Rows from a pointing dataset:
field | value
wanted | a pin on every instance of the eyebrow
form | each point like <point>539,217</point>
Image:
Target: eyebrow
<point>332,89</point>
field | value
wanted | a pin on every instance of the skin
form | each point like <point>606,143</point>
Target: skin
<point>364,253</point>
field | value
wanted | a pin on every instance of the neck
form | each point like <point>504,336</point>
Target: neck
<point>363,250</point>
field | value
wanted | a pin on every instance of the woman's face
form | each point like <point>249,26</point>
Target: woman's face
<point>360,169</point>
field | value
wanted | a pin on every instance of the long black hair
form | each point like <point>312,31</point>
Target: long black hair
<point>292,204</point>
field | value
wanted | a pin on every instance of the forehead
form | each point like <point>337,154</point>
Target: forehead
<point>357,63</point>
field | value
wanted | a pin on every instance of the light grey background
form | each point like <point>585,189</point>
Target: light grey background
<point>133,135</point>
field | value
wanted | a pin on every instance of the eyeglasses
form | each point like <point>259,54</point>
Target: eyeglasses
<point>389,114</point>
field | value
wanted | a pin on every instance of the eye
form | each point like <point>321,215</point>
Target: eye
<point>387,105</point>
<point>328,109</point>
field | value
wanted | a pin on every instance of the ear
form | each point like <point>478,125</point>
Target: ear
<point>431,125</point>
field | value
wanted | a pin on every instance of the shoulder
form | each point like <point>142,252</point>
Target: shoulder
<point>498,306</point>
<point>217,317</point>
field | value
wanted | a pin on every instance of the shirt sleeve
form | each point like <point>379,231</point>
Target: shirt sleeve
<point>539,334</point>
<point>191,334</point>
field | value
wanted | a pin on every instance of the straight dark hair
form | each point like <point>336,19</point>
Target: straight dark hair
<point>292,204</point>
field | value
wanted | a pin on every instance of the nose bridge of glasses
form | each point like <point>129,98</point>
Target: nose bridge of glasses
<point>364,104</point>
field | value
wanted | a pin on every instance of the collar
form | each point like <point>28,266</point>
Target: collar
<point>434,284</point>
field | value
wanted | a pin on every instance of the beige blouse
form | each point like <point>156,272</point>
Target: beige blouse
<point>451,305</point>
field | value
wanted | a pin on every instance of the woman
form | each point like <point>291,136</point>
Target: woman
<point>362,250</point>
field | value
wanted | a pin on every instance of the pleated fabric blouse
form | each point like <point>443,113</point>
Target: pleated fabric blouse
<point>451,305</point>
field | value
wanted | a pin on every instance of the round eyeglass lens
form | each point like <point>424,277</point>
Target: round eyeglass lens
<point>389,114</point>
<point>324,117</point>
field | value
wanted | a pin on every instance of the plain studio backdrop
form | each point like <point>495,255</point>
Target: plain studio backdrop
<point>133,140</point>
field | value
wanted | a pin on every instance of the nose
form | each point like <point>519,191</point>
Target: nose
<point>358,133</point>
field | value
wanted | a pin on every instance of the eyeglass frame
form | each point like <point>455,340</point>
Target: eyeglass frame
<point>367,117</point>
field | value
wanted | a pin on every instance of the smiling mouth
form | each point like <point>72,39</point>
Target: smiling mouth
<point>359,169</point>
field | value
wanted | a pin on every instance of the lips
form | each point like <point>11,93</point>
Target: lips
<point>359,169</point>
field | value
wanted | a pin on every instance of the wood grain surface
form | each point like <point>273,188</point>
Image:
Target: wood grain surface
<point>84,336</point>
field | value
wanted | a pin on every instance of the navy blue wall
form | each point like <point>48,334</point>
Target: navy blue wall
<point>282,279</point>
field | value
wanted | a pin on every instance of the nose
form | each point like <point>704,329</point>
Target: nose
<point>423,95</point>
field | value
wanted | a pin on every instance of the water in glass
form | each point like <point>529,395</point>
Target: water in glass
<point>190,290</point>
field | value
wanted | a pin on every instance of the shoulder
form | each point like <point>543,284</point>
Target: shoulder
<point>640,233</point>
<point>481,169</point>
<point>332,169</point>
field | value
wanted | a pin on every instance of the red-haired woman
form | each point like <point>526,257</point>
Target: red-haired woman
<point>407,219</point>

▶ _To do_
Rewrite all of the records above with every "pin" changed to "marker". Leave everything else as it is.

▶ _Full output_
field | value
wanted | a marker on every instance of the eyebrow
form | each point like <point>539,217</point>
Image:
Target: eyebrow
<point>332,89</point>
field | value
wanted | a marker on every instance of the skin
form | each point like <point>606,143</point>
Target: skin
<point>364,253</point>
field | value
wanted | a marker on every instance of the neck
form | each point like <point>504,336</point>
Target: neck
<point>363,250</point>
field | value
wanted | a marker on every instance of the woman's face
form | each point like <point>249,26</point>
Target: woman's face
<point>360,169</point>
field | value
wanted | a marker on every instance of the long black hair
form | each point like <point>312,31</point>
Target: long black hair
<point>292,204</point>
field | value
wanted | a marker on every instance of the forehead
form | each point like <point>337,154</point>
Target: forehead
<point>357,63</point>
field | value
wanted | a marker on every instance of the light grey background
form | each point like <point>585,189</point>
Target: light grey background
<point>133,135</point>
field | value
wanted | a marker on every instance of the eyeglasses
form | each point like <point>259,54</point>
Target: eyeglasses
<point>389,114</point>
field | value
wanted | a marker on every instance of the eye
form | each point like <point>321,215</point>
Target: eye
<point>387,105</point>
<point>328,109</point>
field | value
wanted | a marker on every instance of the ear
form | each point like <point>478,125</point>
Target: ear
<point>431,125</point>
field | value
wanted | a marker on every instance of the shoulder
form | each point like <point>142,252</point>
Target: shoulder
<point>498,306</point>
<point>217,317</point>
field | value
wanted | a marker on every instance of the shirt sleeve
form | each point like <point>379,231</point>
Target: shirt sleeve
<point>539,334</point>
<point>191,334</point>
field | value
wanted | a marker on every instance of the straight dark hair
form | each point like <point>336,19</point>
Target: straight dark hair
<point>292,204</point>
field | value
wanted | a marker on every instance of the nose bridge of glasses
form | each point like <point>129,98</point>
Target: nose bridge of glasses
<point>364,104</point>
field | value
wanted | a marker on every instance of the collar
form | each point like <point>28,266</point>
Target: collar
<point>434,284</point>
field | value
wanted | a marker on every instance of the beige blouse
form | each point like <point>156,272</point>
Target: beige blouse
<point>451,305</point>
field | value
wanted | a marker on every instance of the woman
form | each point like <point>291,136</point>
Target: woman
<point>362,250</point>
field | value
wanted | a marker on every instance of the pleated fabric blouse
form | each point like <point>443,113</point>
Target: pleated fabric blouse
<point>451,305</point>
field | value
wanted | a marker on every instance of the round eyeglass lens
form | each point like <point>424,277</point>
Target: round eyeglass lens
<point>389,114</point>
<point>324,117</point>
field | value
wanted | a marker on every instance of the plain studio backdrop
form | each point like <point>495,255</point>
Target: plain studio backdrop
<point>133,140</point>
field | value
wanted | a marker on every instance of the nose
form | each point like <point>519,191</point>
Target: nose
<point>358,133</point>
field | value
wanted | a marker on every instance of the eyeglass frame
form | each point like <point>455,340</point>
Target: eyeglass frame
<point>367,117</point>
field | value
wanted | a marker on every instance of the smiling mouth
form | each point like <point>72,39</point>
Target: smiling mouth
<point>359,169</point>
field | value
wanted | a marker on every instance of the lips
form | each point like <point>11,93</point>
Target: lips
<point>359,169</point>
field | value
wanted | a marker on every instance of the wood grain surface
form | each point like <point>273,188</point>
Image:
Target: wood grain surface
<point>84,336</point>
field | value
wanted | a marker on every instance of the navy blue wall
form | each point like <point>48,334</point>
Target: navy blue wall
<point>282,279</point>
field | value
wanted | a marker on every instance of the nose
form | each point like <point>704,329</point>
Target: nose
<point>423,95</point>
field | value
wanted | a marker on every instance of the water in glass
form | each point like <point>529,395</point>
Target: water in glass
<point>190,290</point>
field | value
wanted | a marker on every instance of the shoulder
form | each point like <point>543,284</point>
Target: shoulder
<point>640,233</point>
<point>481,169</point>
<point>332,169</point>
field | value
wanted | a marker on every instance of the red-haired woman
form | each point like <point>526,257</point>
Target: red-haired woman
<point>407,219</point>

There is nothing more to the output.